• [Aim of the exercise] Please take the records that follow and repeat exactly the lines starting with the line with "Keypoint placement for each instance of the black unhooking" and going on through the line with "Keypoint placement for each instance of the fish scale: set".

(Record excerpts begins)

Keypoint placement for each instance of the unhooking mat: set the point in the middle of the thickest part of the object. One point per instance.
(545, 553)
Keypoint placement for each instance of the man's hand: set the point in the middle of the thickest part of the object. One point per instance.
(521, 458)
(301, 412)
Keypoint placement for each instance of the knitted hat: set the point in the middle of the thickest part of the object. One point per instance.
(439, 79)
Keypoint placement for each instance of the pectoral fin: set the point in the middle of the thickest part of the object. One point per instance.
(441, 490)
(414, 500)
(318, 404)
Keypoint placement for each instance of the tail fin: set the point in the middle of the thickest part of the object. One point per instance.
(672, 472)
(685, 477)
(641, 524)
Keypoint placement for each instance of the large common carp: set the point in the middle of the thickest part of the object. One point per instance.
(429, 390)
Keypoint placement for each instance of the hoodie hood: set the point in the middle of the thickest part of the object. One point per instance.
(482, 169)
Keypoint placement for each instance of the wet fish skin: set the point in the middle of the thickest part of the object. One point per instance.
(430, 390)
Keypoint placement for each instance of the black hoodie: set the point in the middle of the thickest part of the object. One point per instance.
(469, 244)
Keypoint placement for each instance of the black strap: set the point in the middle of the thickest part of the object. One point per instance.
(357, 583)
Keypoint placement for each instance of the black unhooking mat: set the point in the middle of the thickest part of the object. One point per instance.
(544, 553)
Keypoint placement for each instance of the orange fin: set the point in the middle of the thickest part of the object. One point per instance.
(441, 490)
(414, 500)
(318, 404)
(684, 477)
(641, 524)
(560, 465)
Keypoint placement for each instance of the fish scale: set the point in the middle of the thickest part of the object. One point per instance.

(Record excerpts ends)
(Record excerpts begins)

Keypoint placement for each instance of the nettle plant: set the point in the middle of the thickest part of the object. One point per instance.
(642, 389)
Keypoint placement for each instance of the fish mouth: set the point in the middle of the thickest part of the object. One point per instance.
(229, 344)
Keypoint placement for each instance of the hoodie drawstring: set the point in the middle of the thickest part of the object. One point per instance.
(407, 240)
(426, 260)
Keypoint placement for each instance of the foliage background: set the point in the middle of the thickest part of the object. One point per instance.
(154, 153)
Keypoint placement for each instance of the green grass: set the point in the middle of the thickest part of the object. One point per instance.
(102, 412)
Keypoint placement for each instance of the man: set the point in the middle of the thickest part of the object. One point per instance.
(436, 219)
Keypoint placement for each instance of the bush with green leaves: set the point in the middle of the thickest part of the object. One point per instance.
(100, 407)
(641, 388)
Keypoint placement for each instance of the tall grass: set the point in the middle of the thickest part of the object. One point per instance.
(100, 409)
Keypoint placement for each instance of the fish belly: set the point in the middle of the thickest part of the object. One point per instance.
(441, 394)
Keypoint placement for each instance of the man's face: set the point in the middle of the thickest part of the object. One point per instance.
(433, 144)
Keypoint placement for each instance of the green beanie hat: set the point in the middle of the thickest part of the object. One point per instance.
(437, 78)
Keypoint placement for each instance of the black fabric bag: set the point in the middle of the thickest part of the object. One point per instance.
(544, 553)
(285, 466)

(Record excerpts ends)

• [Answer]
Keypoint placement for each instance of the black unhooking mat: set the point in the middle of the thickest part of the object. One point per instance.
(544, 553)
Keypoint placement for each instance of the orange fin: set the point in the middle of the thickest part of the object. One point per instance.
(441, 490)
(414, 500)
(318, 404)
(684, 477)
(641, 524)
(560, 465)
Keypoint placement for each instance of the fish scale: set the point in the middle of the thickest part of the object. One point per instance.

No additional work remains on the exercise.